▶ **提供テキスト**
虚馬ダイアリー

「窓の外」のブログ

「映画 聲の形」

toshi202016-12-15

監督:山田尚子
原作:大今良時
脚本:吉田玲子


 遅まきながら師走も半ばになってからの鑑賞。気がつけば流れ流れてさいたま新都心まで足を伸ばしていた。


ワシの娘がこんなに可愛いわけはない - 虚馬ダイアリー


 以前書いた事があるが、私は京都アニメーションの作品が苦手だった。正直今もそれほど苦手じゃないとは言えない。
 初めて京都アニメーションの存在を認知したのがご多分に漏れずであろうの「涼宮ハルヒ」シリーズなのだが、その時点からすでに苦手意識を持っていて、なかなか心が受け付けなかった。その後「涼宮ハルヒ」にはなんとか慣れてきたものの、苦手意識は変わらず、「らき★すた」などの話題作を出すたびに一応第1話に目を通すが、「ああー。うーん。いいや。」とそこで見るのをやめる。唯一まともに見ていたのはテレビアニメ「日常」くらいのもので、この映画を監督している山田尚子監督作品「けいおん!」にしろ「たまこまーけっと」にしろ、ちょろっと見て「ああー、うーん。苦手だ。」とそのたびに心を閉ざしてきた。

▶ **保存データ**
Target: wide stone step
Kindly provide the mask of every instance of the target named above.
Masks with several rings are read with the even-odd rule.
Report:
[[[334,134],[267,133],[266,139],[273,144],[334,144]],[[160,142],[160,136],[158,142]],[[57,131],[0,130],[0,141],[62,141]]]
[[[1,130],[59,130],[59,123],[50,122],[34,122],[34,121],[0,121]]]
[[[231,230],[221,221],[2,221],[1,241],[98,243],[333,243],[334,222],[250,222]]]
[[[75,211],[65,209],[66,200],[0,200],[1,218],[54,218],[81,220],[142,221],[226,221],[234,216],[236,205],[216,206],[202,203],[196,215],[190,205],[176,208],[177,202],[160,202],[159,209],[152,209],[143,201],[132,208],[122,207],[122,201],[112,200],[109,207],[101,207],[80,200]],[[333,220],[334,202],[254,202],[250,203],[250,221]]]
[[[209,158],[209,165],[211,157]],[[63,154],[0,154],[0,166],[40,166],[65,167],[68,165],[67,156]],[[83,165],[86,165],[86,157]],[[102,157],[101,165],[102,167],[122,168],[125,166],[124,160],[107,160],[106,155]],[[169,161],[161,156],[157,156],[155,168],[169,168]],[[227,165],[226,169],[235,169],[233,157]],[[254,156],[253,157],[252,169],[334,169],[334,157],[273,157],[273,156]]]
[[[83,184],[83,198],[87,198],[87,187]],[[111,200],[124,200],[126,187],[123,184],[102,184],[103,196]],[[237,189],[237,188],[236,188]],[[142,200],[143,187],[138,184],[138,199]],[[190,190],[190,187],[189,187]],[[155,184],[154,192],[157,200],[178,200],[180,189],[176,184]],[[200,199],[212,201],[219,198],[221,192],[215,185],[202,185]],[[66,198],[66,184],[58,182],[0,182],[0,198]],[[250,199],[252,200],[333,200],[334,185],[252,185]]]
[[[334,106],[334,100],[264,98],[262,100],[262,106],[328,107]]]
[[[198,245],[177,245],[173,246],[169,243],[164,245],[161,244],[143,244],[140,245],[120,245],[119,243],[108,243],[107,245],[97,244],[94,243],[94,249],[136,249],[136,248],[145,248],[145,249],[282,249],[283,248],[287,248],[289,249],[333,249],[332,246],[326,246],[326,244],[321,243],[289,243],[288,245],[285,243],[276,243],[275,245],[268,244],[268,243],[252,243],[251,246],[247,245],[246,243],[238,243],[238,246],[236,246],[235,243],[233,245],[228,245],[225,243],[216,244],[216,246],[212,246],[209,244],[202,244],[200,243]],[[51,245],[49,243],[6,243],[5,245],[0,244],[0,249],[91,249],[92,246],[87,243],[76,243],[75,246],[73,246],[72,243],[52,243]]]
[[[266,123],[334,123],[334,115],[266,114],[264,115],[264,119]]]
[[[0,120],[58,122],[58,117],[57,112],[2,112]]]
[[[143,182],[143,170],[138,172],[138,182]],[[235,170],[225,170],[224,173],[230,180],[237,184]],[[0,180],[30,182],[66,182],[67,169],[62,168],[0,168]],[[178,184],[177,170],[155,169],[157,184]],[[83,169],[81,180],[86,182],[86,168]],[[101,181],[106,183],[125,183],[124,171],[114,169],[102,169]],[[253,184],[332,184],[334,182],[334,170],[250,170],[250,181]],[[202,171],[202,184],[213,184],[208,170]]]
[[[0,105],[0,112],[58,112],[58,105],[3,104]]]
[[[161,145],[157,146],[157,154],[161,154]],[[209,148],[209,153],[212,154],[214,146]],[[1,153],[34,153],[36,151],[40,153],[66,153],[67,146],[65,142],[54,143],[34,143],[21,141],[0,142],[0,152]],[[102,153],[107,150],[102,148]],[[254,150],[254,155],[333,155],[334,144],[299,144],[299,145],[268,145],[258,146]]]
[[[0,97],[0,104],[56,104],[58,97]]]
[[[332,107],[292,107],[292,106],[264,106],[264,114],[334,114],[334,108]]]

▶ **やること**
**A)** 『聲の形』の感想文のうち、「初めて京都アニメーションの存」から始まり「そのたびに心を閉ざしてきた。」で終わる部分を書き写してください。
**B)** 『聲の形』の感想文の最後の文に続けて、その先を書いてください。

▶ **回答**
**A)**
初めて京都アニメーションの存在を認知したのがご多分に漏れずであろうの「涼宮ハルヒ」シリーズなのだが、その時点からすでに苦手意識を持っていて、なかなか心が受け付けなかった。その後「涼宮ハルヒ」にはなんとか慣れてきたものの、苦手意識は変わらず、「らき★すた」などの話題作を出すたびに一応第1話に目を通すが、「ああー。うーん。いいや。」とそこで見るのをやめる。唯一まともに見ていたのはテレビアニメ「日常」くらいのもので、この映画を監督している山田尚子監督作品「けいおん!」にしろ「たまこまーけっと」にしろ、ちょろっと見て「ああー、うーん。苦手だ。」とそのたびに心を閉ざしてきた。

**B)**
 一度苦手意識を持ってしまうと、どうしても足が遠のく。心が離れる。「映画 聲の形」にしたってがそんな感じである。


 だが、Twitterで公開後しばらく経っても話題が途切れることなく、様々な論争が起こったり、騒動が起こったり、同僚のひとりがいたく褒めていたのも手伝って、ようやく3ヶ月近く経って重い腰を上げたわけである。
 で、見ました。


 結果。大号泣。


 もう油断してたのもあるのだが、完全にツボにはまって泣いてしまった。


主人公が持つ自己嫌悪の壁。



 原作漫画は読まずに臨んだのだが、見終わった後速攻で全巻買って読み、色々考えた。
 物語は、主人公の石田将也が小学生時代にひとりの女の子が転校してきたところから始まる。その女の子は耳が不自由な聾唖の子であった。名前を西宮硝子という。
 彼女は手話や筆談でコミュニケーションが出来るが、耳が聞こえない、まともにしゃべれないというハンデから次第にクラス内で浮き始め、からかいの対象となる。女子は無視をしたり、陰口をたたいたりしていたが、彼女に直接ちょっかいをだしていたのは、彼女の「おかしさ」を退屈紛れに興味を抱いた将也だった。しかし、彼女の補聴器を壊した事で彼女の母親が直接学校に抗議をし、将也はいじめの主犯として教室で担任から糾弾され、それがきっかけで次第に彼自身がイジメの標的となっていく。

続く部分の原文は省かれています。